RECORD SET:

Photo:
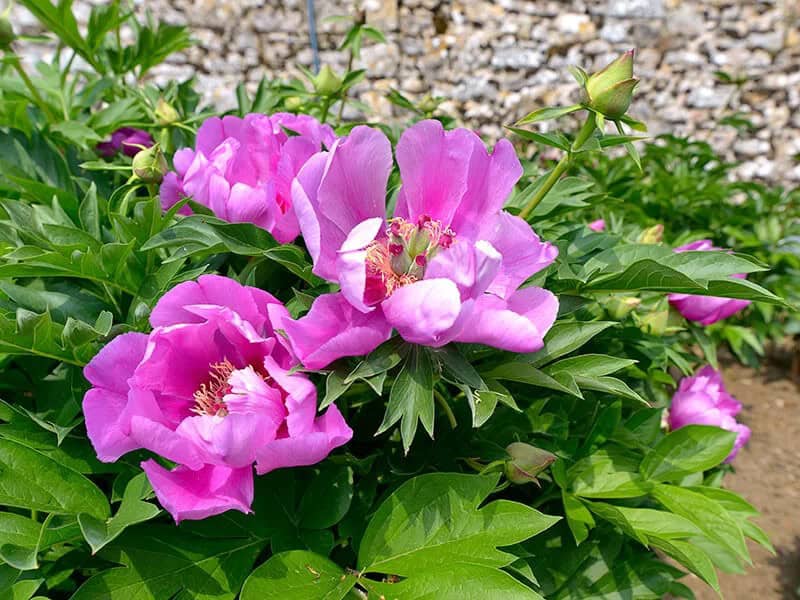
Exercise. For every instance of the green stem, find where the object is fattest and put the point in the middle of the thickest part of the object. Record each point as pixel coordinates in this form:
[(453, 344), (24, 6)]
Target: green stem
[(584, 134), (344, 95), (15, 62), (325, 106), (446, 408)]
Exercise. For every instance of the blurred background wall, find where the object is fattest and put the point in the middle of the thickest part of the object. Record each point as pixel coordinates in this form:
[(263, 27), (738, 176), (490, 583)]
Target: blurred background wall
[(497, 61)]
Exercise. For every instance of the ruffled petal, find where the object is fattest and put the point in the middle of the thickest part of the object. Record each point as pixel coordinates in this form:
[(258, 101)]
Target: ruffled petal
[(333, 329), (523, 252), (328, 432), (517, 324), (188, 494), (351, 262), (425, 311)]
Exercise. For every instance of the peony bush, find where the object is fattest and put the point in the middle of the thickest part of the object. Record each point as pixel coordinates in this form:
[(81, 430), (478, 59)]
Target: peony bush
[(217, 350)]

...

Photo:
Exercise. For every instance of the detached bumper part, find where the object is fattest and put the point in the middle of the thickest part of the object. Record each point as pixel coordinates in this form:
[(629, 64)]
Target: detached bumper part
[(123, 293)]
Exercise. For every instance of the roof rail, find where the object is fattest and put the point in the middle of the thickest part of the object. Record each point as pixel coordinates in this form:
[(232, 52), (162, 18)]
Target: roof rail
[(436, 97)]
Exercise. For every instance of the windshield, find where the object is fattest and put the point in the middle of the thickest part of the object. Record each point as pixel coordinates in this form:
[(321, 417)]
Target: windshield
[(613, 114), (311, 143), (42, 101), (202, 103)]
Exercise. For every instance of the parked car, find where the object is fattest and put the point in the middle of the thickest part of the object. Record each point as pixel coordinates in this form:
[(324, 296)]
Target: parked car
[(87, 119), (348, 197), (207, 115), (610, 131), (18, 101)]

SET PROBLEM: Reproduce the lines between the one containing "Exercise. For every instance of the blurred" and the one containing "Target: blurred background wall", inclusive, swapping "blurred" for "hazy" throughout and changing nothing else.

EXERCISE RESULT:
Exercise. For every instance of the hazy background wall, find where the object is fattest and put the point in the middle of the thickest part of the object. Record each point as pixel coordinates in this form:
[(263, 27), (738, 176), (490, 583)]
Target: hazy background wall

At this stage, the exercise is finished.